_EXCERPTED TEXT_.
Neither Pittsburgh Penguins centre has a goal in the opening round against the Columbus Blue Jackets, which is tied 2-2 with Game 5 tonight in Pittsburgh. The Blue Jackets are outworking and outhustling the heavily favoured Penguins and that was evident in the last game in Ohio.

Let’s not kid ourselves, this is not a Columbus team stacked with all-stars but a group of hard-working, solid players who believe the Blue Jackets can win this series, and they can. Columbus is getting great goaltending from Sergei Bobrovsky and timely scoring from all lines forcing tonight’s showdown.

I keep hearing from national TV analysts how well Crosby and our guys played in the Olympics. Crosby scored a single goal in the competition, which featured questionable A pool teams like Norway and Austria, who are not now, nor ever will be, Olympic medal hockey threats.

It was not a gold standard Crosby-like performance in the Olympics no matter how you looked at the outcome. Most of us will agree he is the most talented player in the world, but there’s a price to pay. Genius in athletics was once described as 90 per cent perspiration and 10 per cent inspiration and the old axiom is as true today as it was 50 years ago.

Wednesday, the Blue Jackets outshot the Penguins 39-16 and while we like to point the blame at goaltender Marc-Andre Fleury for the Penguins’ 4-3 overtime defeat, the truth is he had been solid in this series up to the final minute when he mishandled the puck behind his net.

The Blue Jackets are getting maximum effort from every player, no passengers, and the Penguins are not.

There are lots of reasons why this series is tied, and Crosby and Malkin are right at the top of the list. It’s time for Crosby and Malkin to live up to advance billing.

Baseball

The Toronto Blue Jays are about 20 games into the regular season and like all the teams in the American League East, they hover around the .500 mark. Every team in the division looks like a legit divisional contender and the pennant chase could go down to the final week of the regular season.

The Jays have the best offensive attack in the East, much better team defence than last season, and if the starting pitching holds up, they could get the job done even with mutton-headed manager John Gibbons in the dugout.

_SUPPLIED INFORMATION_.
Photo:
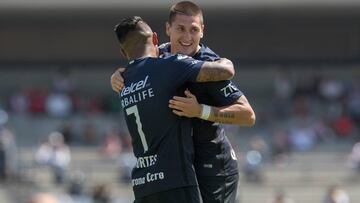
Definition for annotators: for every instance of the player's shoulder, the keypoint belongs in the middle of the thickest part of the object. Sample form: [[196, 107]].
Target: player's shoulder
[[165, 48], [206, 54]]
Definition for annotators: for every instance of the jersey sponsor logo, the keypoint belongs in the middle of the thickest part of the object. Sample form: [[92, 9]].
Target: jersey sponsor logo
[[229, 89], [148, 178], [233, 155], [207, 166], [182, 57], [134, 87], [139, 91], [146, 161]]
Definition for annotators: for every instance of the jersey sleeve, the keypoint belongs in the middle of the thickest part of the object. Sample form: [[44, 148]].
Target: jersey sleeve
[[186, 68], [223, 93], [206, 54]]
...
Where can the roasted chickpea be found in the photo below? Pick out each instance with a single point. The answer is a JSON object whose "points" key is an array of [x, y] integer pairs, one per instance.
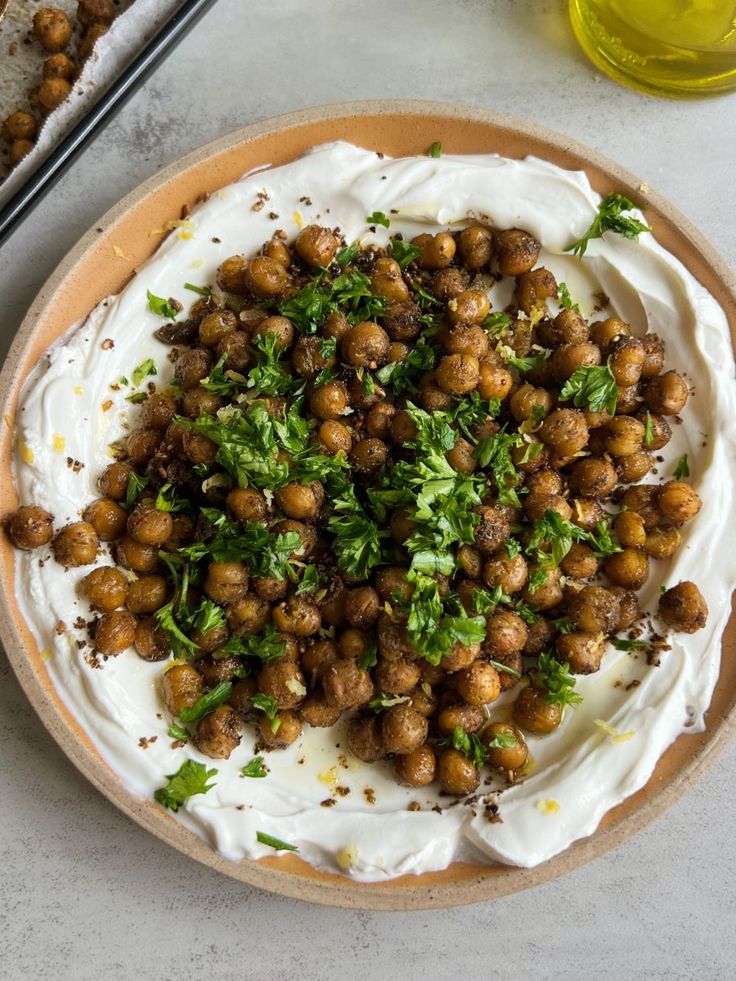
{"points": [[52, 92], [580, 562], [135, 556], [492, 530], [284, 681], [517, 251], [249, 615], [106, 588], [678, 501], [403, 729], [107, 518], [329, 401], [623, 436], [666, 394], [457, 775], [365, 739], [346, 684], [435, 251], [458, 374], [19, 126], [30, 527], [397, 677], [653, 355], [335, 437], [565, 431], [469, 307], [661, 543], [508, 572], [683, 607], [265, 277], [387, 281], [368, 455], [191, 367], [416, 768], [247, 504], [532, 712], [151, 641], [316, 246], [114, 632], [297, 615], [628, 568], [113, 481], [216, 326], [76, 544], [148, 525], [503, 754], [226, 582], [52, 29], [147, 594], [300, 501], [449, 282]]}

_THE TASKS_.
1. Reproduce the hockey and baseball column above word for word, from "Let’s not kid" to "forcing tonight’s showdown.".
2. According to the hockey and baseball column, by what count did the Blue Jackets outshoot the Penguins on Wednesday?
3. Pick up the hockey and baseball column after its final sentence and keep writing it.

_ANSWERS_.
1.
Let’s not kid ourselves, this is not a Columbus team stacked with all-stars but a group of hard-working, solid players who believe the Blue Jackets can win this series, and they can. Columbus is getting great goaltending from Sergei Bobrovsky and timely scoring from all lines forcing tonight’s showdown.

2. 39-16

3.
The other night, he had one of his hitters sacrifice bunt in the first inning, which only an idiot would do. In another situation in the fourth inning, he had a hitter sacrifice bunt to move a runner from second to third base with nobody out.

In the first case, a manager should never, never sacrifice bunt in the first inning. The reasoning is the pitcher may not have his best stuff that day, so why give up outs? A bunt may be advisable if you had pitchers like Roger Clemens and Nolan Ryan against one another, and no runs were likely to be scored, but I haven’t seen those type of pitchers around lately.

With a man on second and nobody out, a smart manager will ask his hitter to pull the ball to the right side. If the hitter grounds out to second base the runner moves to third base, which is fine but the ball to the right side could go through for a hit, that’s even better.

As for the Red Sox, Boston was shelled 14-5 by the Yankees Thursday and that puts a smile on Yankee faces. The Bosox have five good starting pitchers and a solid bullpen, so they’ll be in the pennant chase to the end. Red Sox announcer Jerry Remy was rather surprised earlier this week when manager John Farrell yanked a right-handed hitter, who hit a home run in his previous at bat against a left-handed pitcher with another lefty on the mound.

Farrell was up to his old tricks. He attempted a stolen base and the runner was thrown out while trailing at Fenway Park with the meat of the order coming up. I’m convinced divine intervention played a role in the Red Sox win last year with Farrell as manager. As for Gibbons, he needs a witch doctor.

Golf

The Avondale Golf Course opens Thursday and the course is in good early season condition, especially the greens. I walked the course this past Wednesday with owner Wendell MacEachern and could hardly believe how well the course wintered.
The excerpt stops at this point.